(Rows from a labeling collection)
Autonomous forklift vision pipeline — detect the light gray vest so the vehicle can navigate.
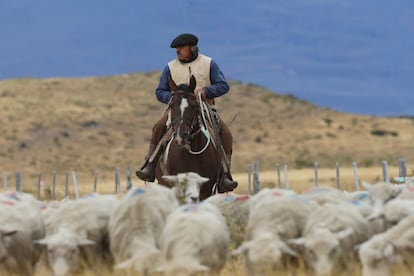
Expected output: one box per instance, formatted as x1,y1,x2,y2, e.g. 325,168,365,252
168,54,211,89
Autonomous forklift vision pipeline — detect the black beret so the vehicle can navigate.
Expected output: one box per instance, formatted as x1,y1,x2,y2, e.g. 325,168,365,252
170,34,198,48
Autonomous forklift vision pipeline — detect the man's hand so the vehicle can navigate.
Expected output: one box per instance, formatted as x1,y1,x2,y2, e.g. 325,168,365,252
194,88,206,101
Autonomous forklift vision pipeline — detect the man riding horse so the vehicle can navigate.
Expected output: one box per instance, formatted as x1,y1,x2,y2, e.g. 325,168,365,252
136,33,238,192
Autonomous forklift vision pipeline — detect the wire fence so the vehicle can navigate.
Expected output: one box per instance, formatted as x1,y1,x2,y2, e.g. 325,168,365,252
247,158,407,194
3,158,407,200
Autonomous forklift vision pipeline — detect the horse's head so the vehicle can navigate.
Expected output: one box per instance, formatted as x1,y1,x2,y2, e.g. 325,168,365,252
169,76,199,146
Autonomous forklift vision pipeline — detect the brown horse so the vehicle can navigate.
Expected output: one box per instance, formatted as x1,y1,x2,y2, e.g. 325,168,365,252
155,76,223,200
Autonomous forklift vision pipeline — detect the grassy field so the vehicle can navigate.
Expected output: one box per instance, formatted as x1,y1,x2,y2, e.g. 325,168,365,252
19,167,408,200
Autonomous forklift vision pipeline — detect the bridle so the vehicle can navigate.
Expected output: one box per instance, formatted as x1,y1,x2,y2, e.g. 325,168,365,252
168,91,211,155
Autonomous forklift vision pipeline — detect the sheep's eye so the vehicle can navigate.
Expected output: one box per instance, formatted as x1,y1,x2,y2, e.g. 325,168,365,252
329,248,339,257
307,249,318,261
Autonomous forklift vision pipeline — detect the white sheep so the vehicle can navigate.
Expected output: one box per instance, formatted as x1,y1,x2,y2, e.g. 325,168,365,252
156,202,230,275
108,184,179,274
35,197,119,275
359,215,414,276
162,172,209,204
0,193,45,275
204,192,251,249
302,186,346,205
233,190,318,275
290,203,373,275
362,181,406,219
382,197,414,228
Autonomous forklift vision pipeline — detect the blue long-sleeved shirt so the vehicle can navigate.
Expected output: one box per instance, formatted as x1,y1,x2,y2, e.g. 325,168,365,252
155,60,230,104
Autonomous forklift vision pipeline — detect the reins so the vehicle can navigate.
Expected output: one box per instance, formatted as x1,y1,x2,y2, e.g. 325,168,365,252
171,91,212,155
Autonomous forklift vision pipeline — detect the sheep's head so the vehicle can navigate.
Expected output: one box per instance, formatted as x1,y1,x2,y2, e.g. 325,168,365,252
358,234,401,276
34,229,94,275
232,233,296,275
289,228,353,275
162,172,209,204
0,228,17,260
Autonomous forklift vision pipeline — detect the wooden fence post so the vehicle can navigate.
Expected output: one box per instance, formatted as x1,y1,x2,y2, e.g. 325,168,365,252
335,162,341,190
115,169,121,194
284,164,289,190
37,173,42,200
93,170,98,193
126,166,132,191
381,160,390,183
247,163,253,195
398,158,407,178
352,161,359,191
3,173,7,192
65,171,69,198
15,172,22,192
51,171,56,200
276,163,282,189
72,171,79,200
253,161,260,194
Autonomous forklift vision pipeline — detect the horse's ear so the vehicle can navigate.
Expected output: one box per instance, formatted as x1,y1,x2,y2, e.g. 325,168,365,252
190,75,197,91
168,77,177,91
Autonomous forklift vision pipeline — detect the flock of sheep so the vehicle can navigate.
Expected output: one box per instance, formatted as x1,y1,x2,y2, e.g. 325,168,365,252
0,173,414,276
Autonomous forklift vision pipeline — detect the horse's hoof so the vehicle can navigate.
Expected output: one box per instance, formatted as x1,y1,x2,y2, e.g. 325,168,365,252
135,167,155,182
219,178,239,193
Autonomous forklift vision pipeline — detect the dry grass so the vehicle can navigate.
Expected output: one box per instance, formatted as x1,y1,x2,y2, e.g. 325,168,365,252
0,72,414,179
19,167,412,276
0,72,414,275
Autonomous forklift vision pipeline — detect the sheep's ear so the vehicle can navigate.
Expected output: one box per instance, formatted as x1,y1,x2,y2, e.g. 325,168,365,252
78,239,95,246
352,243,362,252
392,185,402,197
231,241,251,256
361,181,372,191
32,239,47,246
382,243,394,259
197,176,210,184
0,229,17,237
114,258,134,269
335,227,354,240
282,243,298,257
162,175,178,184
287,237,305,246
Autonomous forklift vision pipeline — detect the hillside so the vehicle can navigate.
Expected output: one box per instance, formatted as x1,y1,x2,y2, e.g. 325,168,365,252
0,72,414,183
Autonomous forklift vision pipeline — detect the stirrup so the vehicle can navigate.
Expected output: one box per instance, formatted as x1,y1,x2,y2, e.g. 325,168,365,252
135,163,155,182
218,176,239,193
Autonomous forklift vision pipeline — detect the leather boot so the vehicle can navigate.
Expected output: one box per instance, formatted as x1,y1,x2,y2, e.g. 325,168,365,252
219,173,238,193
219,153,238,193
135,144,156,182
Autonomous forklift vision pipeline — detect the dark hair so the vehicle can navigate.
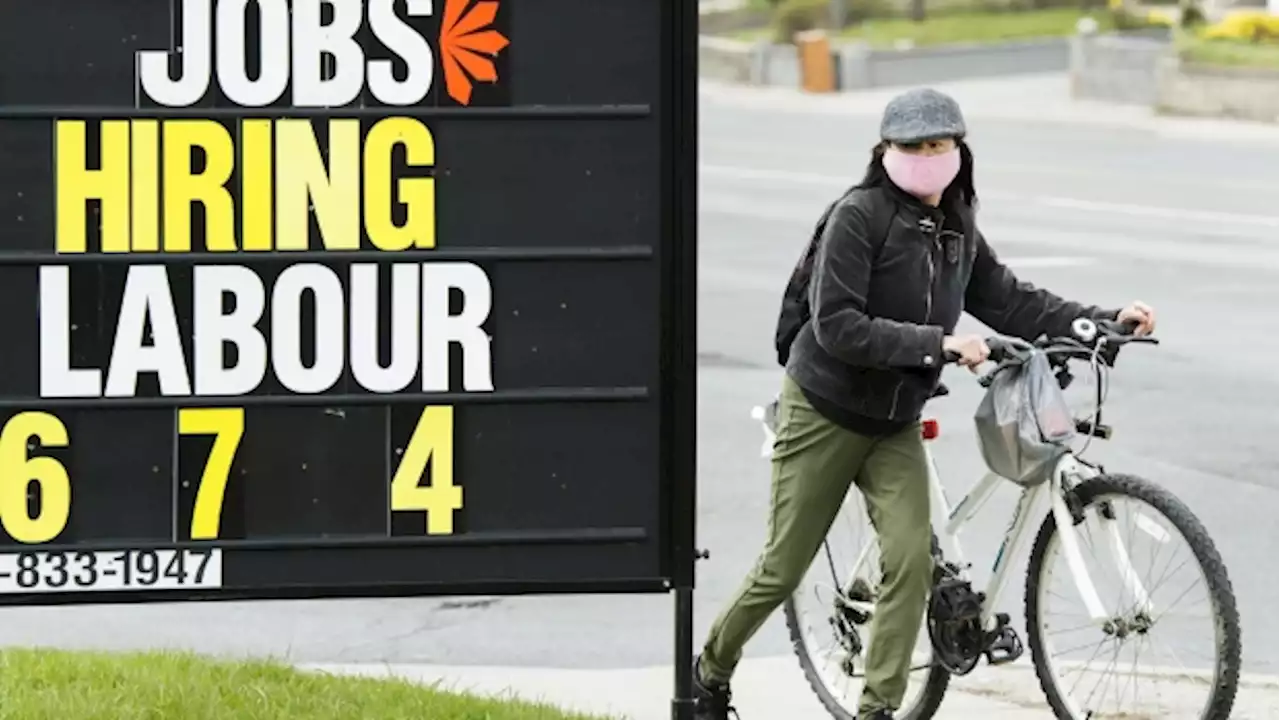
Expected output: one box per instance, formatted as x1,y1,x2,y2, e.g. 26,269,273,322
854,140,978,209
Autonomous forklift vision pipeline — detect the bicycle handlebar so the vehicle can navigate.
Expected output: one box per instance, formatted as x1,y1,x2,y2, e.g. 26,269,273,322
943,318,1160,365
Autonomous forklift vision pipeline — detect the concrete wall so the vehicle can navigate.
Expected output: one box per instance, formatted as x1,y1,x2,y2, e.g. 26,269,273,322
1071,29,1280,123
838,38,1070,90
1155,58,1280,123
1070,35,1171,106
698,35,1070,90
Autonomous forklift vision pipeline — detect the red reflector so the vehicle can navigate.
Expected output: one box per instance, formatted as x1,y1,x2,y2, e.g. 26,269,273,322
920,419,938,439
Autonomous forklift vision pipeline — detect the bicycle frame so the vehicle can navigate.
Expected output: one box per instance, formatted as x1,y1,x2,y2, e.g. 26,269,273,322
846,443,1152,630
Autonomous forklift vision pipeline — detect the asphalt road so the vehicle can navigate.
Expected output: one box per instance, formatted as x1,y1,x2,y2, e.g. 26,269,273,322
0,77,1280,673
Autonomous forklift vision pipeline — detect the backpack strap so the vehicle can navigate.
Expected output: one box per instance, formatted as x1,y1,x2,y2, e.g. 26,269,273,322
773,186,897,368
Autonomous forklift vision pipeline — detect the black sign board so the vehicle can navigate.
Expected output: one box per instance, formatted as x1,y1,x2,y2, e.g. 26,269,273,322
0,0,696,603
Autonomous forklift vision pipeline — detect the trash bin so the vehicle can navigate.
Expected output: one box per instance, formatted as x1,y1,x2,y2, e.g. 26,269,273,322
795,29,836,92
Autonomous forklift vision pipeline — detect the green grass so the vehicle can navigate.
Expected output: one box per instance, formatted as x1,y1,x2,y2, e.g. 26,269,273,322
1179,37,1280,72
739,8,1111,47
0,650,614,720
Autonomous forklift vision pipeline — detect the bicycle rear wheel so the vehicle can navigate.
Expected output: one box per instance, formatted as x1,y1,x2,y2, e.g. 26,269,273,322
783,487,951,720
1025,474,1240,720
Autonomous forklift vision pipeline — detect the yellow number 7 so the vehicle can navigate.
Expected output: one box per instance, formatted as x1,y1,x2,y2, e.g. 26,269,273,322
392,406,462,536
178,407,244,539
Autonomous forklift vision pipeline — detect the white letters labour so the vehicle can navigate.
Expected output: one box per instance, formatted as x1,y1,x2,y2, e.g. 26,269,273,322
40,263,493,398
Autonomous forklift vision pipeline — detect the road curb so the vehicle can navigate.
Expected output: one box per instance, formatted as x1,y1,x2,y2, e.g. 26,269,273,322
298,656,1280,720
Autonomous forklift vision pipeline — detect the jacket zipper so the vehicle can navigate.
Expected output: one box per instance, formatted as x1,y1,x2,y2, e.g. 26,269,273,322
888,224,941,418
888,221,941,418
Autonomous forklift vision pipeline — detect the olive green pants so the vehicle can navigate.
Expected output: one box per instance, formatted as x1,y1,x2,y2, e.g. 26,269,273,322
699,368,933,715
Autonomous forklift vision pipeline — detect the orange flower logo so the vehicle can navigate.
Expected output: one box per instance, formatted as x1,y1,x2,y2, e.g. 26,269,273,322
440,0,511,105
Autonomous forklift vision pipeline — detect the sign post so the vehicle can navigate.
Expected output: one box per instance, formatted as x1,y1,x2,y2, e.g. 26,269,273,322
0,0,698,719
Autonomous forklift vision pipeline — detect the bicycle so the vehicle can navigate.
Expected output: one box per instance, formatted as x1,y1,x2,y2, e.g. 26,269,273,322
753,318,1240,720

Exercise aim: Rewrite the part that opens with the line containing "Autonomous forklift vision pipeline — detect the road" and closes with the line containing "888,221,941,418", switching "jacket zipper" to "coat zipper" and keeping every other character the same. Give only those lines.

Answer to the exercise:
Autonomous forklift vision pipeline — detect the road curb so the vehicle can navigate.
Expected output: one box per instance, formatted as x1,y1,x2,y2, e.g. 26,269,273,322
298,656,1280,720
Autonomous forklift vision pipeline — detect the coat zipper so the vehicle can navigate.
Expected output: one box per instance, formatted as x1,y1,x2,y2, e.g. 26,269,273,322
888,224,941,418
888,221,941,418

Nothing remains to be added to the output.